Friday marks the 50th anniversary of my first baseball game on May 20, 1961. I didn't know exactly when it was until recently, but thanks to Baseball Reference, I was able to find the box score.
My uncle Norman took me in his ’54 Studebaker, which he would have kept as a classic except that the floor rusted out. We had great seats behind the plate, not hard since the attendance was only 9,103--on a Saturday. As a seven-year-old, I hardly knew the rules, and remember nothing about the game except that the Cubs beat the Stan Musial-era Cardinals 1-0 on an Ed Bouchee homer in the ninth.
What I do remember is how stunningly green the Wrigley grass appeared, and how fascinated I was by the holes that kept appearing and disappearing in the scoreboard.
The 1961 team wasn’t a good one, despite four future Hall of Famers--Ernie Banks, Billy Williams, an over-the-hill Richie Ashburn and September callup Lou Brock--plus Ron Santo, who of course should be there as well. Strangely, the highest OPS* on the team belonged to George Altman, in his best season. The team's most unique feature was P.K. Wrigley’s bizarre College of Coaches system, used instead of a manager.

=== Listed entries ===

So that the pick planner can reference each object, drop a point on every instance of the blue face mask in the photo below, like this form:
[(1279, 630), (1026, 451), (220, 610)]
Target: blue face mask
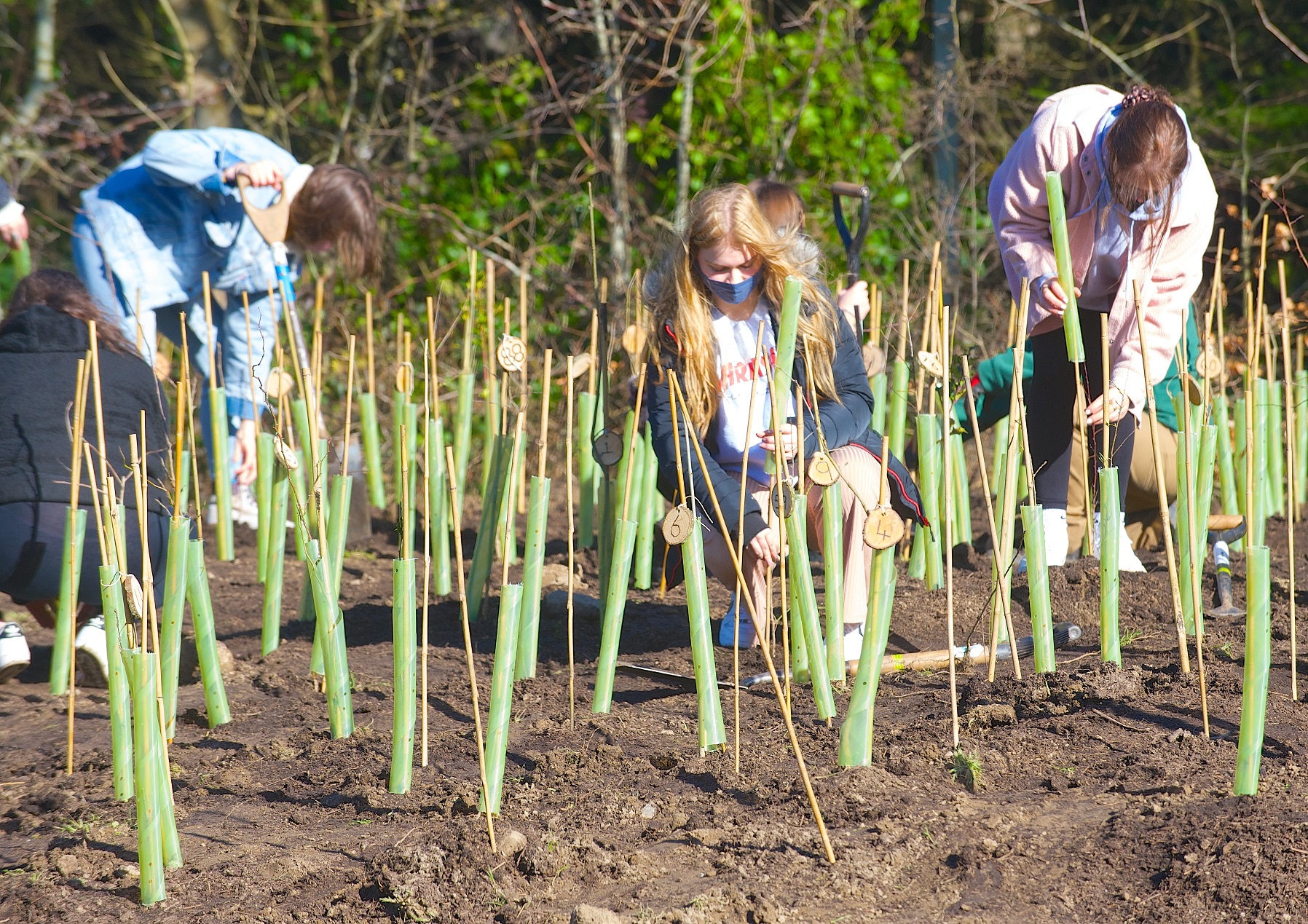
[(731, 293)]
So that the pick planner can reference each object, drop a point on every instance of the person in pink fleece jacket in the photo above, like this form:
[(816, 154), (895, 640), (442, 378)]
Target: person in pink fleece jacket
[(1140, 207)]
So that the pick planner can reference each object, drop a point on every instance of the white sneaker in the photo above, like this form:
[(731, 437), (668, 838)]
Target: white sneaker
[(15, 655), (1056, 536), (736, 621), (92, 654), (854, 642), (245, 509)]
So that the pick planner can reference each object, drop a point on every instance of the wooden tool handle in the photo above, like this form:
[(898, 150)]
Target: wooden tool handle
[(852, 190)]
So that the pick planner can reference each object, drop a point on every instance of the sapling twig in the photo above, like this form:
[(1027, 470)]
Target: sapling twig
[(1162, 484), (767, 656), (572, 541), (741, 588), (452, 475)]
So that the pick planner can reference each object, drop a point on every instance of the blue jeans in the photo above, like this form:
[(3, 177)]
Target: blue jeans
[(143, 330)]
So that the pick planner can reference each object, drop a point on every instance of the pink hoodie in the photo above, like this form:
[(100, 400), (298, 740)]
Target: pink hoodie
[(1061, 138)]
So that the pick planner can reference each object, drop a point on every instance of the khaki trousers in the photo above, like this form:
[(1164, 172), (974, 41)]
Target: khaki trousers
[(859, 489), (1143, 523)]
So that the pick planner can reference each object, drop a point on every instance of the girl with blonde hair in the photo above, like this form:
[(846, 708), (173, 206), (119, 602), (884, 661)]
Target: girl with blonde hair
[(714, 289)]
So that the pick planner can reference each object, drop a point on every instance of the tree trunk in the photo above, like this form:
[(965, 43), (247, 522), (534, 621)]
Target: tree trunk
[(690, 57), (42, 74), (619, 232)]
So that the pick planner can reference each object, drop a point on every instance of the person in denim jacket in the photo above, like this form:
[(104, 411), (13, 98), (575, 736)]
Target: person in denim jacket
[(173, 212)]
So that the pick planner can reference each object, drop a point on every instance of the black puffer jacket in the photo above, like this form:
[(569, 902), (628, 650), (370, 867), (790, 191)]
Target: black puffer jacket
[(39, 350), (846, 422)]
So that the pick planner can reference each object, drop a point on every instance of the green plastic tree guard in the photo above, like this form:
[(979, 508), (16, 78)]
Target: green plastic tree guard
[(1038, 582), (404, 646), (221, 451), (1063, 258), (856, 733), (170, 617), (66, 617), (1257, 663), (713, 733), (264, 465), (806, 611), (205, 638), (615, 604), (501, 695), (532, 567), (271, 636), (119, 684), (371, 432), (833, 578), (149, 830)]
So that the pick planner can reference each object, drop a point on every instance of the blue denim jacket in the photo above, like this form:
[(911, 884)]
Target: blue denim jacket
[(165, 217)]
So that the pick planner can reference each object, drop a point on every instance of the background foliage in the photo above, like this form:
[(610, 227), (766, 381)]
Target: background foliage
[(486, 123)]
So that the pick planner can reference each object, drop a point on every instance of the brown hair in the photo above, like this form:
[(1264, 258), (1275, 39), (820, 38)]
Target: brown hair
[(336, 205), (1146, 151), (679, 299), (780, 204), (64, 292)]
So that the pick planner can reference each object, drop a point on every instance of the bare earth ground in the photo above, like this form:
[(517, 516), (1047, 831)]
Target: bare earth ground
[(1100, 799)]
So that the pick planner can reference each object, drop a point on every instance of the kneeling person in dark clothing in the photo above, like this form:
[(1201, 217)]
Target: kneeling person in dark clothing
[(42, 337)]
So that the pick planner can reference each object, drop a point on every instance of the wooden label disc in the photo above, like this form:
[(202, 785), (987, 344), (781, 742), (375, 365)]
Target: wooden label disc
[(512, 355), (678, 524), (285, 455), (280, 382), (134, 595), (607, 449), (634, 340), (822, 470), (404, 378), (1209, 363), (930, 363), (883, 529), (782, 499)]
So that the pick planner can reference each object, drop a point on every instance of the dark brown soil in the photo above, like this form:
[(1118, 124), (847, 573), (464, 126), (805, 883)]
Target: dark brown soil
[(1100, 800)]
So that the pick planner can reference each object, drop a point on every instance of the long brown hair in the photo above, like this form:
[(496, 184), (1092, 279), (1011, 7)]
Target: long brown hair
[(679, 299), (64, 292), (1146, 151), (336, 205)]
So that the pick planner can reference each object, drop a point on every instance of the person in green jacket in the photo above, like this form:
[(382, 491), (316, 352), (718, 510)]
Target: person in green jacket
[(990, 386)]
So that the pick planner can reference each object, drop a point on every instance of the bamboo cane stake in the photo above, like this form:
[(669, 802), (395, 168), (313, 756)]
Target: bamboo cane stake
[(452, 475), (989, 513), (218, 437), (72, 562), (741, 588), (1188, 489), (1162, 488), (948, 523), (159, 767), (767, 655), (369, 424), (534, 554), (572, 565), (1290, 486), (404, 655), (119, 687)]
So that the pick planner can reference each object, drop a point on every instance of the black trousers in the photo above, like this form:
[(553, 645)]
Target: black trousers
[(1051, 414), (32, 545)]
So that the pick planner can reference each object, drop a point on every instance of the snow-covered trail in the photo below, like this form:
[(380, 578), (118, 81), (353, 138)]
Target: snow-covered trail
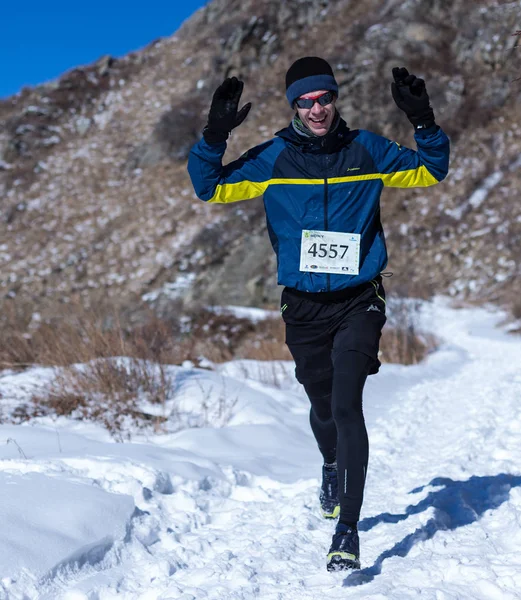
[(232, 513)]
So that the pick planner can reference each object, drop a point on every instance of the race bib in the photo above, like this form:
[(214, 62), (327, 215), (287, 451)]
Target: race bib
[(330, 252)]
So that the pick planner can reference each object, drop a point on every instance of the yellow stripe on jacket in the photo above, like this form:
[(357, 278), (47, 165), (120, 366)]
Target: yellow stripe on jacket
[(247, 190)]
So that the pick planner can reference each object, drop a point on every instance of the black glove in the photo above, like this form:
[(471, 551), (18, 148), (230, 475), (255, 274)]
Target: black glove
[(223, 115), (410, 95)]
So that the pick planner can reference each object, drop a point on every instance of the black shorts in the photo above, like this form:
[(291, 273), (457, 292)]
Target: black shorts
[(319, 325)]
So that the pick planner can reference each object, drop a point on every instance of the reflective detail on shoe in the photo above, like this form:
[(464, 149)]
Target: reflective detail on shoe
[(336, 562), (344, 555), (329, 493), (332, 515)]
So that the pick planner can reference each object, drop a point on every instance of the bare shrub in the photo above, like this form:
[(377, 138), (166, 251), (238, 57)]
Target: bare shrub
[(402, 342), (109, 391)]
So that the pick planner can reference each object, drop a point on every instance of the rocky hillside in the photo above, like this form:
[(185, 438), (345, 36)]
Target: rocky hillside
[(95, 201)]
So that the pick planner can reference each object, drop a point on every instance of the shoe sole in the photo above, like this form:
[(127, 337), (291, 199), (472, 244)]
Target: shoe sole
[(332, 515), (342, 561)]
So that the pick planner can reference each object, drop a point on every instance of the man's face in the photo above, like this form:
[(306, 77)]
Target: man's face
[(317, 118)]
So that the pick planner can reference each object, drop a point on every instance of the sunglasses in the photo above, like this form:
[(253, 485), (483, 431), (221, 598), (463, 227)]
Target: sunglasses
[(323, 100)]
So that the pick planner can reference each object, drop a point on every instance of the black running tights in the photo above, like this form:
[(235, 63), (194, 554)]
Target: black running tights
[(337, 421)]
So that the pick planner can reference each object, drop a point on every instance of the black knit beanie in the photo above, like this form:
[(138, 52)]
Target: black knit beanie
[(307, 75)]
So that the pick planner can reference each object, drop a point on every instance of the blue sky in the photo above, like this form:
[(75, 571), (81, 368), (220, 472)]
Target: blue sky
[(41, 40)]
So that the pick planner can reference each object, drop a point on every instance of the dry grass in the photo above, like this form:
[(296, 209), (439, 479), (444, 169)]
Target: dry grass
[(402, 342), (108, 391), (107, 367)]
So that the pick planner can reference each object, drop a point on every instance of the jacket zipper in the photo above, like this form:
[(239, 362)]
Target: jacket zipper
[(326, 220)]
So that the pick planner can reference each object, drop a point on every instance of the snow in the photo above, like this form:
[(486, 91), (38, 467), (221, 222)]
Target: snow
[(229, 510)]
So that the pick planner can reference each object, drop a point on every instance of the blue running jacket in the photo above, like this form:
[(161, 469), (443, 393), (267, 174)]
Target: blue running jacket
[(330, 183)]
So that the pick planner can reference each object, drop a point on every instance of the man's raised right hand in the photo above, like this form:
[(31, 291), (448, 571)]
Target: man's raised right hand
[(224, 114)]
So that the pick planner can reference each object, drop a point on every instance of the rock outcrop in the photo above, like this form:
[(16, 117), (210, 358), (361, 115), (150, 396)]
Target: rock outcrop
[(95, 198)]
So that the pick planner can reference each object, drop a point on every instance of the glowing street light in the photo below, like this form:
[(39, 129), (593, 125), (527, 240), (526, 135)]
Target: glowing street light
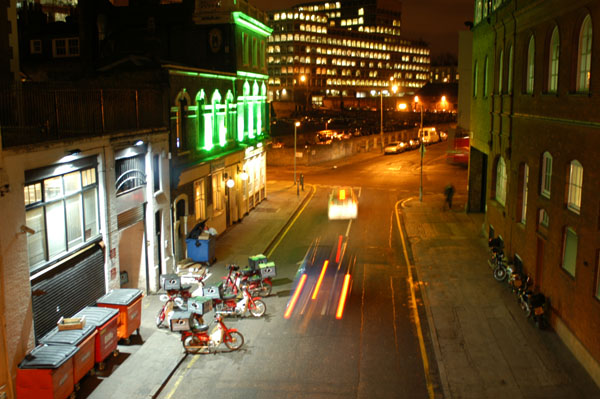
[(422, 149), (295, 128)]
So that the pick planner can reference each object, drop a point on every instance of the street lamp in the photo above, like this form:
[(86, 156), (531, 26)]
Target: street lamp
[(295, 127), (422, 149), (394, 89)]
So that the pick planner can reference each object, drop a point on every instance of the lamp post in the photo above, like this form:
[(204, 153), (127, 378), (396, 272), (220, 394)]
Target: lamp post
[(394, 89), (422, 149), (295, 128)]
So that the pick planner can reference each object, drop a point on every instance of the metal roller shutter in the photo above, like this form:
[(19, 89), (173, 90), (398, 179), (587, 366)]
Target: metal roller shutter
[(76, 283)]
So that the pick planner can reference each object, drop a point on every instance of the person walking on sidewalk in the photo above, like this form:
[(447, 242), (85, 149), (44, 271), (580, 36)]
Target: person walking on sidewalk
[(449, 193)]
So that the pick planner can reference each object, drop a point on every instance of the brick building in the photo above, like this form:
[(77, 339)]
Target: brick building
[(534, 152)]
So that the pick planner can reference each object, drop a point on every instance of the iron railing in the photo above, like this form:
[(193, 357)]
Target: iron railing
[(33, 114)]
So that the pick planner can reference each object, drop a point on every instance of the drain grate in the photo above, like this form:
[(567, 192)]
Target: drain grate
[(266, 210)]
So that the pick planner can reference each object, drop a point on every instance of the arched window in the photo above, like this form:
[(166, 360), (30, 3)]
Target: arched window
[(553, 61), (584, 55), (500, 71), (501, 181), (575, 186), (201, 115), (510, 69), (570, 241), (485, 76), (546, 174), (530, 66), (522, 194)]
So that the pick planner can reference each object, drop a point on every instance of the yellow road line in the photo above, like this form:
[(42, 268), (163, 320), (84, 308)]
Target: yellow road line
[(268, 255), (415, 311)]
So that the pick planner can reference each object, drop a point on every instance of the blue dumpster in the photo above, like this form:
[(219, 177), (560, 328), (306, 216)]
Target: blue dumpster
[(201, 249)]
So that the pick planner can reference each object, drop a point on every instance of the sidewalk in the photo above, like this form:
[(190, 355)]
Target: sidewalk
[(252, 235), (484, 346)]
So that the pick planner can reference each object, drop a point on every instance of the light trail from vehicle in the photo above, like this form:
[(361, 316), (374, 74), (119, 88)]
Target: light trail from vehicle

=== Work order ===
In the text about the first baseball game, who hit the ninth-inning home run that won it?

=== Solution to this task ===
Ed Bouchee